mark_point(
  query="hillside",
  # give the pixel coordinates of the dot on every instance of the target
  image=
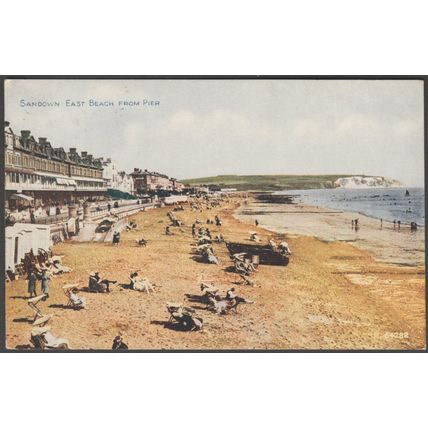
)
(268, 182)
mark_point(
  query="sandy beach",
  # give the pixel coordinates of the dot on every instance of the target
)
(341, 289)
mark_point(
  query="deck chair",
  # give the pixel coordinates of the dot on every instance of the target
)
(41, 322)
(67, 290)
(33, 302)
(42, 338)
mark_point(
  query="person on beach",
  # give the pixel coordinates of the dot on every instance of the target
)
(32, 280)
(78, 302)
(45, 279)
(230, 294)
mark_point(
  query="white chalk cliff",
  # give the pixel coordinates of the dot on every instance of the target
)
(363, 182)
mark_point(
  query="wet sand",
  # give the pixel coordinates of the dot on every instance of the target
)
(332, 295)
(396, 246)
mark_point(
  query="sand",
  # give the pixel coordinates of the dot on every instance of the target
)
(395, 246)
(332, 295)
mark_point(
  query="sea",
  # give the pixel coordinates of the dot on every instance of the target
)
(389, 203)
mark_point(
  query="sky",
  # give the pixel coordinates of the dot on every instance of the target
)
(199, 128)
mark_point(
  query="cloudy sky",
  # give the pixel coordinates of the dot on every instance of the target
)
(210, 127)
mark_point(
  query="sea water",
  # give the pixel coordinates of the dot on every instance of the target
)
(388, 204)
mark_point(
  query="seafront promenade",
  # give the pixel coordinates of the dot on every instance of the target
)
(332, 295)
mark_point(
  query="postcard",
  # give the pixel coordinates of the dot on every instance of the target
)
(214, 214)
■ ■ ■ ■
What needs to be done => Transcribe the entries word for word, without their pictures.

Written solution =>
mark_point(
  query="hillside",
  # give the pixel coordinates of the dot on every instance of the target
  image=
)
(268, 182)
mark_point(
  query="sandy beach",
  # give the pixel coordinates of the dot on every instance of the target
)
(341, 289)
mark_point(
  query="deck chair",
  # give the pixel coordinates of the dot on every instance of the target
)
(41, 322)
(67, 290)
(33, 302)
(42, 338)
mark_point(
  query="person on beach",
  # give the pixel coordinates of the dot on every instance of the target
)
(32, 280)
(78, 302)
(45, 279)
(230, 294)
mark_point(
  query="white chalk cliff",
  # give the pixel coordinates of the dot on every instance of the target
)
(363, 182)
mark_point(
  query="wet sand",
  # give the pixel coordinates of the dot on every instance of the target
)
(332, 295)
(396, 246)
mark_point(
  query="sand",
  # give the pixel coordinates of the dot on every instance of the target
)
(395, 246)
(332, 295)
mark_point(
  query="sea",
  # give the pixel coordinates of the dot on every instance of the target
)
(389, 203)
mark_point(
  query="sky",
  # give the pixel coordinates of the dot on every instance of the target
)
(199, 128)
mark_point(
  query="cloudy sky",
  # give the pixel coordinates of the dot on every instance of the target
)
(210, 127)
mark_point(
  query="sea water",
  # give the pixel coordinates of the dot on every instance of the target
)
(388, 204)
mark_point(
  query="seafront promenade",
  # give the pixel coordinates of the dot on every instance of the target
)
(332, 295)
mark_point(
  query="postcard",
  # give the pixel coordinates of the dot on every instance of the target
)
(214, 214)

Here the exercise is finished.